* [Excerpted text]:
This species-rich habitat occurs in areas of high rainfall, mostly in south-west England, on poorly drained, shallow peat or peaty mineral soils with a range of pH conditions. They have low available nutrient concentrations and are usually maintained by low intensity grazing or mowing.

It is a priority habitat in the UK as it has been vastly reduced in extent. 92% of the habitat has been lost since 1900 in Devon and Cornwall, where it is known as Culm Grassland.

To date attempts to re-create this habitat have largely centred on agricultural land, with no known use of mineral extraction sites. However, at sites within the habitat range where suitable conditions allow, re-creation of purple moor-grass and rush pasture should be considered.

Establishment techniques

The priority will be to establish suitable hydrological and soil conditions at the restoration site - generally this will involve a permanently high water table, close to the surface throughout the year, on generally level, peaty soils.

Natural colonisation

Natural colonisation is most likely to produce species-rich habitats appropriate to local conditions, and will be more natural than created grassland. If natural colonisation has started, assess its development before continuing with other methods.

Colonisation will usually succeed where a suitable seed bank is present, or existing suitable grassland is adjacent. A suitable seed bank may survive in the restoration topsoil if it supported lowland calcareous grassland previously and was properly conserved. This can be tested for.

Prevent rank grass species from suppressing the establishment of new species. Where such species occur, cutting and collecting, grazing or selective herbicides can be used. Early introduction of grazing, especially during the spring, has been shown to promote species diversity in new grasslands. Natural regeneration on nutrient-poor soils produces sparse, diverse floras, so may not require management for some time, especially if grazed by rabbits.

Vegetation transfer

Material cut and collected from local, donor sites after flowering will contain seeds from many of the plants present. Most grassland species set seeds between June and August. Cutting in early July should mean that most of the seeds are still attached. A second cut would catch later seeding species. Actual timing of cuts will depend on location and species composition.

If the material is collected fresh, e.g. by forage harvester, and is spread and rolled immediately the chances of vegetative take by some plants, e.g. purple moor-grass and mosses, will be higher. This method may also collect more seed than baled hay.

Seeding

Seeds may be collected from a local donor site using a brush harvester, or acquired from commercial sources – but if so, ensure the seeds have native provenance and are from a local source (see www.floralocale.org website). Only a restricted range of species is commercially available. These can be used as a starter sward, as other species will colonise over time.

The following method should be used to introduce seeds:

  • Use a moderately fine and firm seedbed.
  • Fertiliser is not required.
  • Control perennial weeds pre-seeding: let them germinate in spring / summer and treat with glyphosate.
  • Sow seed in September / October at 10-15 kg ha-1 depending on fertility and the urgency for green cover.
  • Encourage light at ground level by repeated cutting; this relieves competition for wildflower seedlings. Three cuts may be necessary on fertile soils, less or none at all on the poorest. Remove arisings.

Hand/machine broadcasting and hydro-seeding

Broadcasting is a cheap and usually suitable technique, using conventional tractor-mounted spreaders. Mix with inert material such as sand to prevent seeds of different sizes sorting in the hopper. Broadcast by hand on small, steep or inaccessible areas.

* [Records shown]:
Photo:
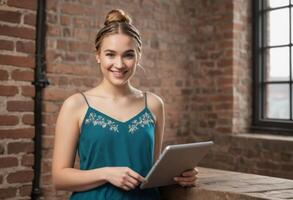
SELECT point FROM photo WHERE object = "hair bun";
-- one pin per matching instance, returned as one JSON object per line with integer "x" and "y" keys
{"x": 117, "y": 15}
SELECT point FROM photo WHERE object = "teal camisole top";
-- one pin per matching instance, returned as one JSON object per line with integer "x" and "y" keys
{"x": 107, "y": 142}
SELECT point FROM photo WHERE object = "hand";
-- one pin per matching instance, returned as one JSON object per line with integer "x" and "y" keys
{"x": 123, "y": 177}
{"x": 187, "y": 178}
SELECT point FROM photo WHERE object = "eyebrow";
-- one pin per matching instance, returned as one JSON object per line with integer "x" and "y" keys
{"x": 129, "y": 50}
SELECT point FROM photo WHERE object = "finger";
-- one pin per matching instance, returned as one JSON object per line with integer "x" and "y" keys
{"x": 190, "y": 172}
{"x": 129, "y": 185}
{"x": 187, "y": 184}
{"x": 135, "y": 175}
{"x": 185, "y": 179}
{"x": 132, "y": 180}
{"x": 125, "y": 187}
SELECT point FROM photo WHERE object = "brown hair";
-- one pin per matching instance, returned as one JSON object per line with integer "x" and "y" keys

* * *

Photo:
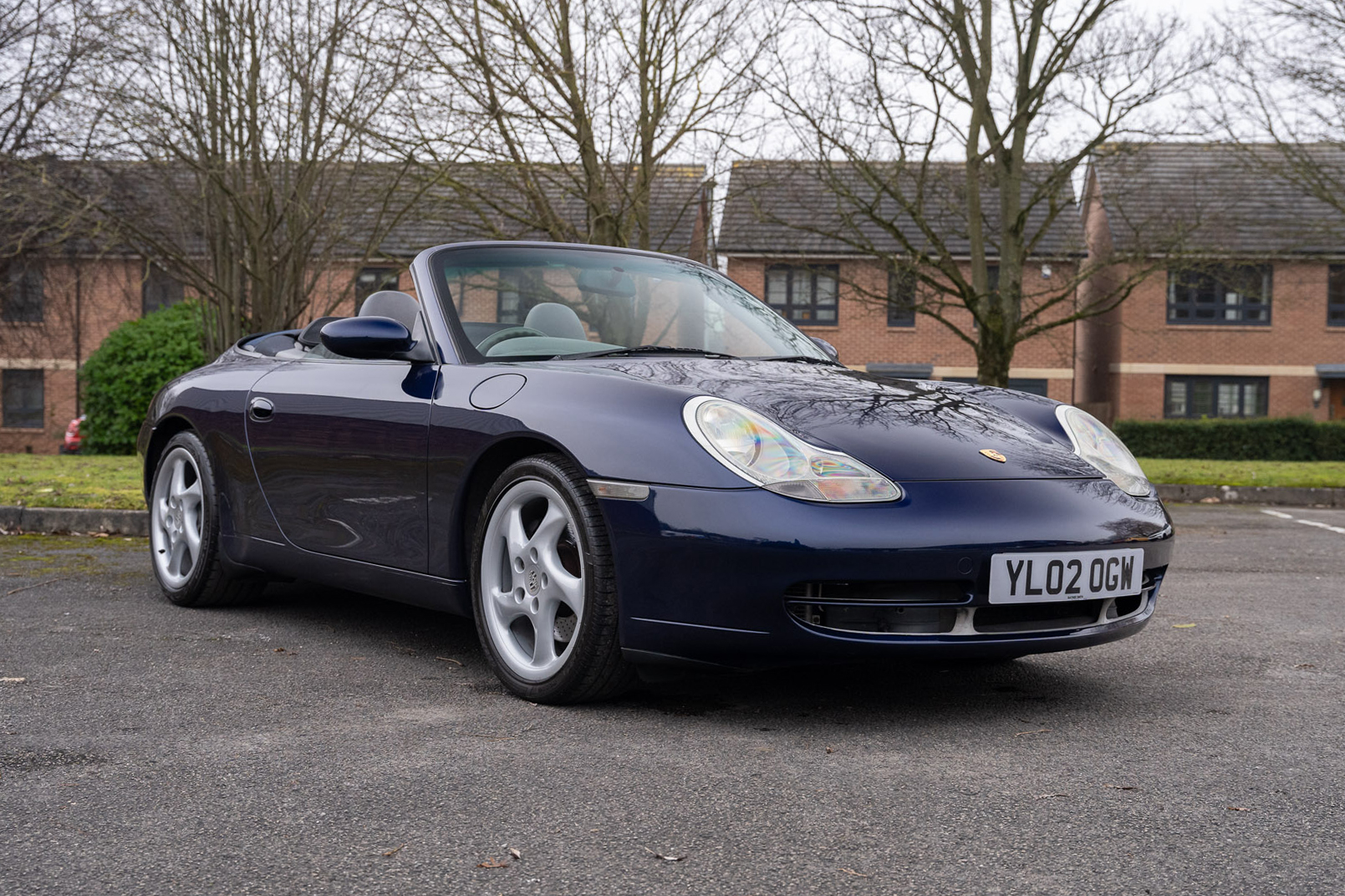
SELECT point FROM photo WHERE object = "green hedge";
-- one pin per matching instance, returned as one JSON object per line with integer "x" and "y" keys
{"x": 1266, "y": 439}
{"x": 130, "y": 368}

...

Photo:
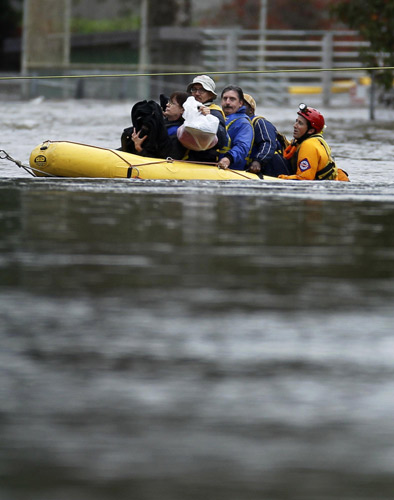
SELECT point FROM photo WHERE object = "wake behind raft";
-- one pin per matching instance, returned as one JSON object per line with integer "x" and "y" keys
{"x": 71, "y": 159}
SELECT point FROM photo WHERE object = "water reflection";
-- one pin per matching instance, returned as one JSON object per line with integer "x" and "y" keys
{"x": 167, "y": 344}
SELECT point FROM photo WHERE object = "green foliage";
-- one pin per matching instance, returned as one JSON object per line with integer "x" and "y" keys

* [Exercise description]: From the text on purple moor-grass and rush pasture, copy word for word the passage starting with "The priority will" and going on through "with other methods.". You won't need the records for this.

* [Output for this task]:
The priority will be to establish suitable hydrological and soil conditions at the restoration site - generally this will involve a permanently high water table, close to the surface throughout the year, on generally level, peaty soils.

Natural colonisation

Natural colonisation is most likely to produce species-rich habitats appropriate to local conditions, and will be more natural than created grassland. If natural colonisation has started, assess its development before continuing with other methods.